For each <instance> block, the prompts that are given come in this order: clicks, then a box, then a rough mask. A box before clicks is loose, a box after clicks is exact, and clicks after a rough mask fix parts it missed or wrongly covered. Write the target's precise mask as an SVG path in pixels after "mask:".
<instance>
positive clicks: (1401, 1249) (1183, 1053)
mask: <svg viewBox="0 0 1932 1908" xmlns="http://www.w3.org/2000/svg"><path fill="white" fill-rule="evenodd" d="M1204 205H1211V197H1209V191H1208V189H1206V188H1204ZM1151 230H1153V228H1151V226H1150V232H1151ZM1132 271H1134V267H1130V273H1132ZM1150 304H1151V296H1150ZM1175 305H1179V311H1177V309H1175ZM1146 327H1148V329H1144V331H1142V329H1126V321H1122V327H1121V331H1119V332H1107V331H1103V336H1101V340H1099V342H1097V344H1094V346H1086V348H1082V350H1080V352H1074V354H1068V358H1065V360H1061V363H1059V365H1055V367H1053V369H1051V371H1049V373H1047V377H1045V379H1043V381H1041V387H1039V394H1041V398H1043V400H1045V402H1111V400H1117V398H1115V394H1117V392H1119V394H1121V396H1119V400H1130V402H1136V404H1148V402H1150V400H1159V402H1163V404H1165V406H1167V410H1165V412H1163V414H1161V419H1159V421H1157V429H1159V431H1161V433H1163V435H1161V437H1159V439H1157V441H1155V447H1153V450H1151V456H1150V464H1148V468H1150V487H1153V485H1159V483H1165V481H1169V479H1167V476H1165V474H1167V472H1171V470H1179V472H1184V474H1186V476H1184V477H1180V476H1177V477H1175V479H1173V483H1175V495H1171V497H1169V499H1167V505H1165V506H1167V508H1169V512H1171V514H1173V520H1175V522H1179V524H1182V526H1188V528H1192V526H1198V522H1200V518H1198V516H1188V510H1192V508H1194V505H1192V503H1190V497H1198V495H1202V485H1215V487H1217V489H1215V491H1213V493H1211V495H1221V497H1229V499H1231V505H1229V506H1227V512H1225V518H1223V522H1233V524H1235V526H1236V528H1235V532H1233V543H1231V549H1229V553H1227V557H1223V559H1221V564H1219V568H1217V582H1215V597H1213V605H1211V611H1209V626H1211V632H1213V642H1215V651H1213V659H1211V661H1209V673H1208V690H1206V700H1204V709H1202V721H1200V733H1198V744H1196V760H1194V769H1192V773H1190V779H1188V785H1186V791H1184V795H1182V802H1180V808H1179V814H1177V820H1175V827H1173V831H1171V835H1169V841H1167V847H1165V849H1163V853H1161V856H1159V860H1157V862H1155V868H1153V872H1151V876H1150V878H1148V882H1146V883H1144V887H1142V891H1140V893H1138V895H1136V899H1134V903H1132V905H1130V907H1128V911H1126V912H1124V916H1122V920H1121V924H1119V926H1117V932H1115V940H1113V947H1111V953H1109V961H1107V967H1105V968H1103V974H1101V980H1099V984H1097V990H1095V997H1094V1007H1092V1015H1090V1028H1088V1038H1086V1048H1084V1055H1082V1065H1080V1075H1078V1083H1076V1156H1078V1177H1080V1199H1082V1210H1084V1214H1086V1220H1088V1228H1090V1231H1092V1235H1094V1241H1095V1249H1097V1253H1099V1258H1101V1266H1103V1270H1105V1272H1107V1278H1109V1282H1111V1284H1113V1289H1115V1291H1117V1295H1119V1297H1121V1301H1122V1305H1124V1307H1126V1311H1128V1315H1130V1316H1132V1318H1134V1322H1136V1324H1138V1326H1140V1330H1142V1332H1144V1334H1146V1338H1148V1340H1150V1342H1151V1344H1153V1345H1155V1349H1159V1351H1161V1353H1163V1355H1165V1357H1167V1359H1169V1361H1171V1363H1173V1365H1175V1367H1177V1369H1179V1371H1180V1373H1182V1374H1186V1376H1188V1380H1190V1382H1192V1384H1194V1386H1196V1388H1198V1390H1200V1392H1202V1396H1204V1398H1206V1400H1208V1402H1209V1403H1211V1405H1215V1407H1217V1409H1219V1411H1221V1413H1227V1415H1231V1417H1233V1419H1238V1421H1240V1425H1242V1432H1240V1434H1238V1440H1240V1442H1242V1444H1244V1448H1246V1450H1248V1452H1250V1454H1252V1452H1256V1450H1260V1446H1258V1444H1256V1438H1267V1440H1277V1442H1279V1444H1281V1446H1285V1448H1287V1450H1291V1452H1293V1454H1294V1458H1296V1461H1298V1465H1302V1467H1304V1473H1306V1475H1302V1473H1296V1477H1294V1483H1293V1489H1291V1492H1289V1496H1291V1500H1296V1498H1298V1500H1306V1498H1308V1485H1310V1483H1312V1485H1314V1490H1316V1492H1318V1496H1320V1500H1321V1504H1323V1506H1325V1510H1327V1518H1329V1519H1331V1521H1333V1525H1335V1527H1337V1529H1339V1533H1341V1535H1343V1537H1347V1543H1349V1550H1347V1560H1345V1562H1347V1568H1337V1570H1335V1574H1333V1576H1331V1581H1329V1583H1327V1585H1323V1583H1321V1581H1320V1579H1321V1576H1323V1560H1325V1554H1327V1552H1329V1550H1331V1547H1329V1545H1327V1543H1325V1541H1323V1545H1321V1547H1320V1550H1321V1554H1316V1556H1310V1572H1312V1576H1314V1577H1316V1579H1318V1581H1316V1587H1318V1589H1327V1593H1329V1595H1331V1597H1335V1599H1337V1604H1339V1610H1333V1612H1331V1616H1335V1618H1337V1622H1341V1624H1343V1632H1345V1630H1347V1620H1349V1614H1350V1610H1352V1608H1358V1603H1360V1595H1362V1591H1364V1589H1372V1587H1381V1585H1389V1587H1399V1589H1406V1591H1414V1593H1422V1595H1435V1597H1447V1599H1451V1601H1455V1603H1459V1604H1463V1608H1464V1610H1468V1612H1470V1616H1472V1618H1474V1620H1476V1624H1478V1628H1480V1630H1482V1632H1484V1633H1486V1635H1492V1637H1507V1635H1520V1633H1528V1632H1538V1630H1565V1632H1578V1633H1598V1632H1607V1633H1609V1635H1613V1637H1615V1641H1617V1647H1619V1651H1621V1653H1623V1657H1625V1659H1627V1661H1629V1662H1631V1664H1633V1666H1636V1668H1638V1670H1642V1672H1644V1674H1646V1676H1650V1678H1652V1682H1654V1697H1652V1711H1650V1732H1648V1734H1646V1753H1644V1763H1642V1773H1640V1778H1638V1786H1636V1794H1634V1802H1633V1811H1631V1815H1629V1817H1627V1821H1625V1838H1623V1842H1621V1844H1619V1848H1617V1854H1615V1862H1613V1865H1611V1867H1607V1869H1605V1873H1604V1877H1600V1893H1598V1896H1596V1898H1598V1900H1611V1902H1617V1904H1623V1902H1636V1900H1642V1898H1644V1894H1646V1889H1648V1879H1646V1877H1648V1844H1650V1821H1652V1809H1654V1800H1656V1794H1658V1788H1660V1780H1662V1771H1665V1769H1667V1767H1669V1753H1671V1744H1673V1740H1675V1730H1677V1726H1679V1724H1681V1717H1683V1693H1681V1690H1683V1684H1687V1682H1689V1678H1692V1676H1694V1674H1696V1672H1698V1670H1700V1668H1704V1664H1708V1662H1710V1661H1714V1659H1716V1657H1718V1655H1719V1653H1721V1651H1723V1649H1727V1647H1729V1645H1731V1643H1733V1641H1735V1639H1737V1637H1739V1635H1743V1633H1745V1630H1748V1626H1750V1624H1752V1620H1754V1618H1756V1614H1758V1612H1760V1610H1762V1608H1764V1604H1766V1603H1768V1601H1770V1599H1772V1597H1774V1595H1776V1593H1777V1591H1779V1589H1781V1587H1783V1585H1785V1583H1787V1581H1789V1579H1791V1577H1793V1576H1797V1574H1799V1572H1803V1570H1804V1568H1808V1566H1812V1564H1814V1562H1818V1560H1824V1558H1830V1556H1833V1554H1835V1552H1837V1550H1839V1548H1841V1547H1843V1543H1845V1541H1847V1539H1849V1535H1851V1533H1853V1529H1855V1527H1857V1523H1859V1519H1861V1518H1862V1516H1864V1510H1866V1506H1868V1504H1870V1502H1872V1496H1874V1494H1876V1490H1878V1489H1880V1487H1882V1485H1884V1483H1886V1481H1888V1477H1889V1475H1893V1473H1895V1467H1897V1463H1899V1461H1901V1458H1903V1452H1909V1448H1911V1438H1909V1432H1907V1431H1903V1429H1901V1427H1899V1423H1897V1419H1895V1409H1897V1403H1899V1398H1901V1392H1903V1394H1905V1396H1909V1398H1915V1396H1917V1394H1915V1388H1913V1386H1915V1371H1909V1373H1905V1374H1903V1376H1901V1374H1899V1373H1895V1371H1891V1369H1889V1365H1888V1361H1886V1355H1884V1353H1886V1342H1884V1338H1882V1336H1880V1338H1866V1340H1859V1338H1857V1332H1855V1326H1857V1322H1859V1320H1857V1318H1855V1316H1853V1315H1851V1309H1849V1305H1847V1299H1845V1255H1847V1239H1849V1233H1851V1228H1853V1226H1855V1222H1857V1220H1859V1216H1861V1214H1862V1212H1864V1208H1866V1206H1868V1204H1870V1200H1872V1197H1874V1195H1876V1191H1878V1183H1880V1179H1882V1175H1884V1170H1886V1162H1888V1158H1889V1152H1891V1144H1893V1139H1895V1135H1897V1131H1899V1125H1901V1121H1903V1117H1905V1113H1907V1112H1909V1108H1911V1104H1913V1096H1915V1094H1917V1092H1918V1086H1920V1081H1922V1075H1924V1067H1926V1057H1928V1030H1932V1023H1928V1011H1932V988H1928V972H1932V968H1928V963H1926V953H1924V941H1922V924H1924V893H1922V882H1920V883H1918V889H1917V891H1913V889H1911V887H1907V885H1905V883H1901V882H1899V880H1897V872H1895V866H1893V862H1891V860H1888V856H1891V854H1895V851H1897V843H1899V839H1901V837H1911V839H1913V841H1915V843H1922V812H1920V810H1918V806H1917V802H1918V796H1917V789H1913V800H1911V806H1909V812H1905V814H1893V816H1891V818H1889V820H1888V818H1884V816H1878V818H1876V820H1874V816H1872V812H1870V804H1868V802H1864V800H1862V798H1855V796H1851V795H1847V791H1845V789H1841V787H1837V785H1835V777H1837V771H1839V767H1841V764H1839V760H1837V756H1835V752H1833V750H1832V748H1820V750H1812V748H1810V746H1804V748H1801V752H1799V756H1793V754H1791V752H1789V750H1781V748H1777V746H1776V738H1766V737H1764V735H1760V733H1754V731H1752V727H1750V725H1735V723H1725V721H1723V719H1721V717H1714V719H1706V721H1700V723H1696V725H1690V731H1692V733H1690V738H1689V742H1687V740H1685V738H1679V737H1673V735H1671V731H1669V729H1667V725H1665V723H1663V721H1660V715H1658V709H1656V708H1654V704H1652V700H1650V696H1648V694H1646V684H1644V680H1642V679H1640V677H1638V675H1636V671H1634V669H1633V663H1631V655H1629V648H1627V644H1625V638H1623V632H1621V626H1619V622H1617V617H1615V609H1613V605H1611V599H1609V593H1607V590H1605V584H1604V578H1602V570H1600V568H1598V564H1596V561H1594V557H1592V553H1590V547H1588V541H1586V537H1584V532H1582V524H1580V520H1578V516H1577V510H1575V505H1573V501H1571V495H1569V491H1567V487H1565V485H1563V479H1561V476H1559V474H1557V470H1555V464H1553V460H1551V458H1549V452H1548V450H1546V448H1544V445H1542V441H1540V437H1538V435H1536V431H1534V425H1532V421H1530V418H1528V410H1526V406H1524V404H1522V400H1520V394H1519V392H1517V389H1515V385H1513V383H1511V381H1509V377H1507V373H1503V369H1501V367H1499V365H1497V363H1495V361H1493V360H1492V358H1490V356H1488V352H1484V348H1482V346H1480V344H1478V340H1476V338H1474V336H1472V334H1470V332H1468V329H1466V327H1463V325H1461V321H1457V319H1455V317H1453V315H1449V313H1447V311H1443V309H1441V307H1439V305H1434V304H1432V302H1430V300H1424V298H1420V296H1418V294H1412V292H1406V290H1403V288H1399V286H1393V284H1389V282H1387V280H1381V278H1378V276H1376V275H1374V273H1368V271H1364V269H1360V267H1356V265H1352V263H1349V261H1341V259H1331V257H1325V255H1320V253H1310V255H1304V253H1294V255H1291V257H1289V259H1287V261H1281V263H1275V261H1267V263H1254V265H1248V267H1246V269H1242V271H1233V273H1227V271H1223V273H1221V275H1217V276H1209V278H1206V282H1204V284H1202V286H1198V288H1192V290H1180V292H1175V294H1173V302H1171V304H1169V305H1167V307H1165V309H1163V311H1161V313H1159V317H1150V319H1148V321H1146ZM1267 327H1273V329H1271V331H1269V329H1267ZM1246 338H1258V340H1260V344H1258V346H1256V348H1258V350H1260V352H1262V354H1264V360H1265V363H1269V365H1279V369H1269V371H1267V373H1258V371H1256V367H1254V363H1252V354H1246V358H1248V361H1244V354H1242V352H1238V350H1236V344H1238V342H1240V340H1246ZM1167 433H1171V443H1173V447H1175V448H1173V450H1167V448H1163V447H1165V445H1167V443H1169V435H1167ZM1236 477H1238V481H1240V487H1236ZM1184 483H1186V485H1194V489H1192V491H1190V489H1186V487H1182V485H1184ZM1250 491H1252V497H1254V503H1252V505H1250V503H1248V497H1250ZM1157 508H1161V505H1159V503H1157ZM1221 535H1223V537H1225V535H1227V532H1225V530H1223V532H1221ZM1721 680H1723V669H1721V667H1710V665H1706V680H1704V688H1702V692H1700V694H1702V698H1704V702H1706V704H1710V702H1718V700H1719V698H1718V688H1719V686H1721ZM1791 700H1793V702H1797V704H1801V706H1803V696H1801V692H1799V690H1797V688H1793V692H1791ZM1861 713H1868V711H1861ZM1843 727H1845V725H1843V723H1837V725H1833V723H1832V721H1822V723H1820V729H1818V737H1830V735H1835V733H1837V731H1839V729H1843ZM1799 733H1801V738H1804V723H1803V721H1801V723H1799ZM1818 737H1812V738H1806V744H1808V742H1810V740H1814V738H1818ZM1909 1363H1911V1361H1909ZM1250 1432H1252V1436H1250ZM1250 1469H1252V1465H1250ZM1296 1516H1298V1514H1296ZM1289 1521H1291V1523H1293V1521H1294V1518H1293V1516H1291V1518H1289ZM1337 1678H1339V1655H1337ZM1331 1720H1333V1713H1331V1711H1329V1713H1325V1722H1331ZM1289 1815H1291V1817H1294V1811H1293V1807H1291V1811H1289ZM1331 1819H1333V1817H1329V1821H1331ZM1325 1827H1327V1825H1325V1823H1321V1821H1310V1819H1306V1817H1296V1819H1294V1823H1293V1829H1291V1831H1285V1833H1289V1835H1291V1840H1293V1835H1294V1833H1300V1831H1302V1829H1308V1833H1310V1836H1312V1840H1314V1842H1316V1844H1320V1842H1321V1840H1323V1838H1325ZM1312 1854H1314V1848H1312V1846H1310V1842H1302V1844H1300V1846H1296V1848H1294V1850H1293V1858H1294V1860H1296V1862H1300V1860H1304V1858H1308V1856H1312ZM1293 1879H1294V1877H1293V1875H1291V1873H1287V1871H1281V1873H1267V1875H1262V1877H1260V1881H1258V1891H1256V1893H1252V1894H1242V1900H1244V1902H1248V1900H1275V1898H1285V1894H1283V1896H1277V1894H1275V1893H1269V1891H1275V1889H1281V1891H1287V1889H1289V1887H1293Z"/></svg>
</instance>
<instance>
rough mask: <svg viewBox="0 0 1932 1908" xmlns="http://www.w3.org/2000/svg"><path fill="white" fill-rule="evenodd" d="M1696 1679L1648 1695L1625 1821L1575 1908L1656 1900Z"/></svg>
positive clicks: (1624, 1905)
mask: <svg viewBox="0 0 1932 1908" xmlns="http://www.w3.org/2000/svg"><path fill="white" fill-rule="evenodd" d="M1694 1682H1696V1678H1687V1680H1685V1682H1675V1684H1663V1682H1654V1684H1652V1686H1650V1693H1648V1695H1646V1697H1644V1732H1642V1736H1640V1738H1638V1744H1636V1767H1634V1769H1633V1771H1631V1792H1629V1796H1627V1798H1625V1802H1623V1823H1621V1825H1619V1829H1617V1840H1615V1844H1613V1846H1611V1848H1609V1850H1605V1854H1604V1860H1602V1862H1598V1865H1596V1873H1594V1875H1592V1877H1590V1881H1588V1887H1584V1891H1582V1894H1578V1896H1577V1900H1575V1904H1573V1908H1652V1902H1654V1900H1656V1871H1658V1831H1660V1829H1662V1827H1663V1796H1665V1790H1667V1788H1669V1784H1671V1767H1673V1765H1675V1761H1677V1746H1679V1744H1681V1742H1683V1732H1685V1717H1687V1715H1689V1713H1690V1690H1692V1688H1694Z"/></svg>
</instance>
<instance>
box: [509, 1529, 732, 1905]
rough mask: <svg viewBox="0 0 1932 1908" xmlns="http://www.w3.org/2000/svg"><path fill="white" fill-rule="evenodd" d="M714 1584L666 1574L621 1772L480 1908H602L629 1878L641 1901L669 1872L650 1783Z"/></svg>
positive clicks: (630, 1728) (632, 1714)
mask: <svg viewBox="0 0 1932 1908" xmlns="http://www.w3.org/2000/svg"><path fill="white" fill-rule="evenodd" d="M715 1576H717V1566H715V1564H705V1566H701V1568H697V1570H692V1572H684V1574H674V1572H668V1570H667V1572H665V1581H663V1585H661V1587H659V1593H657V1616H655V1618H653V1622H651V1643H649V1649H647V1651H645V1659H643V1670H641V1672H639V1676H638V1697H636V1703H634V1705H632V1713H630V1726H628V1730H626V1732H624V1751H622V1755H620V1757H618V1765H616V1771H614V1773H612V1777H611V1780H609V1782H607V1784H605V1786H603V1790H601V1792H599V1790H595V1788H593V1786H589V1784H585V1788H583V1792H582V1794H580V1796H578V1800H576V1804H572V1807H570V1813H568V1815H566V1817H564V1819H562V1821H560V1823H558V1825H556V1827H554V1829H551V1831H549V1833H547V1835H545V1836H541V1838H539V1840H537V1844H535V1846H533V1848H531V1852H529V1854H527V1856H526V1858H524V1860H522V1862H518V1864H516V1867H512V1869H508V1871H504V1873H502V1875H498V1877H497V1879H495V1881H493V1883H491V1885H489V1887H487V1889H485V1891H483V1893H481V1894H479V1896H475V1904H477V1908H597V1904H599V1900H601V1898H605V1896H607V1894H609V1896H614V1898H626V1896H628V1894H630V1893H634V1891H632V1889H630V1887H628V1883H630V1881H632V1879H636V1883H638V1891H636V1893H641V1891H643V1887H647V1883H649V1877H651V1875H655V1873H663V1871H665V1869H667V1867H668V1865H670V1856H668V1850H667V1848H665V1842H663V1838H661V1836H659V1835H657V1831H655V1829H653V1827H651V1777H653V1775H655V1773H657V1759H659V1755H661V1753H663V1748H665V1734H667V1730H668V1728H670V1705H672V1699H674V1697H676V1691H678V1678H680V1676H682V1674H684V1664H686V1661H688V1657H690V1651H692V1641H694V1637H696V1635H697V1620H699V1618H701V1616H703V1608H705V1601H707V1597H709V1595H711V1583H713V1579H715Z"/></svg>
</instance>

****************

TASK DIRECTIONS:
Copy the lines starting at the beginning of the items and ending at the line that contains "positive clicks: (1401, 1249) (1183, 1053)", including that line, without changing anything.

SOLUTION:
For each <instance> block, the prompts that are given come in this order: clicks, then a box, then a rough mask. A box before clicks is loose, a box after clicks is exact, and clicks after a rough mask fix parts it missed or wrongly covered. Write the target's precise mask as an SVG path in pixels after "mask:".
<instance>
positive clicks: (1401, 1249) (1183, 1053)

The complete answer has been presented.